Question
How does modifying the attention mask geometry at inference (sliding window, block-diagonal, foveal) affect a pre-trained transformer's performance, and is there a critical horizon size?
Setup
Model: Qwen2.5-7B (4-bit quantized, eager attention implementation) on RTX 3060 Ti (8 GB). Attention masks modified at inference only (no retraining). Conditions: full causal, sliding window (sizes 8/16/32/64/128), foveal (near dense + dilated far), block-diagonal (sizes 8/16/32). Tested on 4 text genres: narrative (93 tokens), technical (74 tokens), dialogue (88 tokens), philosophical (79 tokens). Additional analyses: figure-ground token identification from attention patterns, critical horizon sweep on 335-token combined passage, layer-wise attention distance/locality/entropy across all 28 layers, gestalt emergence on fragmented vs complete text pairs.

Dataset entries —

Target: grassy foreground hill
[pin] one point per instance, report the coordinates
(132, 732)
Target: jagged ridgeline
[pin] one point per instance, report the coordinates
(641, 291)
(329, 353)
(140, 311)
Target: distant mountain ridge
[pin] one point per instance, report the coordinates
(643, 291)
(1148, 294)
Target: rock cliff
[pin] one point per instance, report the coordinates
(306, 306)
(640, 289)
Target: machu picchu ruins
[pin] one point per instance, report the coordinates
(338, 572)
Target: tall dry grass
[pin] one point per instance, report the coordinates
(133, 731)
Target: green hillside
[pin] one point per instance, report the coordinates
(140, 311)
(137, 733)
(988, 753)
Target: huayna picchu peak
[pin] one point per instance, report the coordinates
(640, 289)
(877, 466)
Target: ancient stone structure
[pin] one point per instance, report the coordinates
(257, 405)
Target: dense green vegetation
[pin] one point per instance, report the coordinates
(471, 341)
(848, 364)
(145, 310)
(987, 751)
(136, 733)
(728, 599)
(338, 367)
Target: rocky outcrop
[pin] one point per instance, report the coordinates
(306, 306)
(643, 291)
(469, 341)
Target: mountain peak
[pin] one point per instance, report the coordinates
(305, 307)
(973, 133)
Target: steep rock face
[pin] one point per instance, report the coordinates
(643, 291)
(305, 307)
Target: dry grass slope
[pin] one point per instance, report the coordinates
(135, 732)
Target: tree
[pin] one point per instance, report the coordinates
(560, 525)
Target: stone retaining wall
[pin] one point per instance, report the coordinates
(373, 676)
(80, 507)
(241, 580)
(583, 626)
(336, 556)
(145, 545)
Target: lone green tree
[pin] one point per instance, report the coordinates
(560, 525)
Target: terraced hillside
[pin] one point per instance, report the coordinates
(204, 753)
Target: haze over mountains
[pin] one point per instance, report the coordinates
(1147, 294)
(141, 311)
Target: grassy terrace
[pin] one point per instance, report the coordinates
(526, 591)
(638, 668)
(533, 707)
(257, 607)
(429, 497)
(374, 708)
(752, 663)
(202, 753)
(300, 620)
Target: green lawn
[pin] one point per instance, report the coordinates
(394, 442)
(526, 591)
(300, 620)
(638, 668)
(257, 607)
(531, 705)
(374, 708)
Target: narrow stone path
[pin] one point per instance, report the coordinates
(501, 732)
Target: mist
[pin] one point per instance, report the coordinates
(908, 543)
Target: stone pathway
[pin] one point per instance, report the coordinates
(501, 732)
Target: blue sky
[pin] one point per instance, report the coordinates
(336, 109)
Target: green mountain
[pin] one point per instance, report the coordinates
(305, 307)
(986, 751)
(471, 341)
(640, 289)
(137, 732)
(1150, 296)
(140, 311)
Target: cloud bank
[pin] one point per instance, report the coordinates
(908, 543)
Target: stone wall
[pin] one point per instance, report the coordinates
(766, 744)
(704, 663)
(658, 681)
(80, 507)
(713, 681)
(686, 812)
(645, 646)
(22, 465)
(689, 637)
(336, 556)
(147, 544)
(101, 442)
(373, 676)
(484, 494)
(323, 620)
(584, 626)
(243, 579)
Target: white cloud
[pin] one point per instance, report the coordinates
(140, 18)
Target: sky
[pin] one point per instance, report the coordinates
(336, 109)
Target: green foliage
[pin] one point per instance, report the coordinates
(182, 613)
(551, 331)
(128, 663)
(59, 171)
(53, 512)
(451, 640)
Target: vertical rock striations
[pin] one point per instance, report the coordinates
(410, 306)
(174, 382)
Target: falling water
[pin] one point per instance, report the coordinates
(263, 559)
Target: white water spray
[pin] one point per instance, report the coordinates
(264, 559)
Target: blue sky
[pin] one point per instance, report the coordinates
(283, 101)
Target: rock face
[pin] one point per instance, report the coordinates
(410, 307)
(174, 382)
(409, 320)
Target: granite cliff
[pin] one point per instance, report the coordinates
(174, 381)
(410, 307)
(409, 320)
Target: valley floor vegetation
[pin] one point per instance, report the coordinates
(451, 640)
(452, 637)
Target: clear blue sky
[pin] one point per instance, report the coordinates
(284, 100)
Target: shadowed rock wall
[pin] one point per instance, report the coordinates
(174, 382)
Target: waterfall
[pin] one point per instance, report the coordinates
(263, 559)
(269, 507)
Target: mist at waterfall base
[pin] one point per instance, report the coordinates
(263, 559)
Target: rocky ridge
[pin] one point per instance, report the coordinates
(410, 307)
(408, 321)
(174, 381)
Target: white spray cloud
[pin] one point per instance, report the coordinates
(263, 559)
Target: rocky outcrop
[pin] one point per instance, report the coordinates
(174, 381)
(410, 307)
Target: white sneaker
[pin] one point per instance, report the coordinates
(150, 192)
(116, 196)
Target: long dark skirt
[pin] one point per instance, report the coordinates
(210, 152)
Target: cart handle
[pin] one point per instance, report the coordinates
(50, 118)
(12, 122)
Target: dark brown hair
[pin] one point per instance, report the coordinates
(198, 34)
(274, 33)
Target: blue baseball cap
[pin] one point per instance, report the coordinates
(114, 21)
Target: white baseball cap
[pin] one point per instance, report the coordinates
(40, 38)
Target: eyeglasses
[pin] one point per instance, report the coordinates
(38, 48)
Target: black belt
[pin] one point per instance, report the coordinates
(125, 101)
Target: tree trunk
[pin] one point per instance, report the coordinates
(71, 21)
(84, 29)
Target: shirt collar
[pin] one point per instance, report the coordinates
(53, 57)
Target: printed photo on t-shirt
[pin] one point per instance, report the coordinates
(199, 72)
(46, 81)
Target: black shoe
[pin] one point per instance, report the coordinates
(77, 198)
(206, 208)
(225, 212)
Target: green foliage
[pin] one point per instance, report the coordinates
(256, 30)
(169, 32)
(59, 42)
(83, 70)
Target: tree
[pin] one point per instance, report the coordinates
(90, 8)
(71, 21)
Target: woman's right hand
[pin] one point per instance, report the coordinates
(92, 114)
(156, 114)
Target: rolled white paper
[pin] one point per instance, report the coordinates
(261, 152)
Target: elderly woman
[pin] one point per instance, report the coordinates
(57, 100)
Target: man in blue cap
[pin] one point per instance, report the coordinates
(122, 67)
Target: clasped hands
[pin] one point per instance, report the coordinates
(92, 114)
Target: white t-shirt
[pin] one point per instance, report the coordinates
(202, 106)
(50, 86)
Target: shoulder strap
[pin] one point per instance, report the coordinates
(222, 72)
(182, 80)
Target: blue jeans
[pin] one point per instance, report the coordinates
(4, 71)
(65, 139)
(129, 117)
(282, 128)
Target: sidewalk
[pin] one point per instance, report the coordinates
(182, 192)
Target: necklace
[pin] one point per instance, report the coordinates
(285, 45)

What this task involves —
For each statement below, say yes or no on whether it agrees with the attention-mask post above, and quote the deciding words from the post.
1. The attention masks were changed at inference without any retraining.
2. The technical passage was the longest of the four genre texts tested.
3. The layer-wise analysis of attention distance, locality and entropy covered all 28 layers.

Result of this task —
1. Yes: "Attention masks modified at inference only (no retraining)."
2. No: "narrative (93 tokens), technical (74 tokens)"
3. Yes: "layer-wise attention distance/locality/entropy across all 28 layers"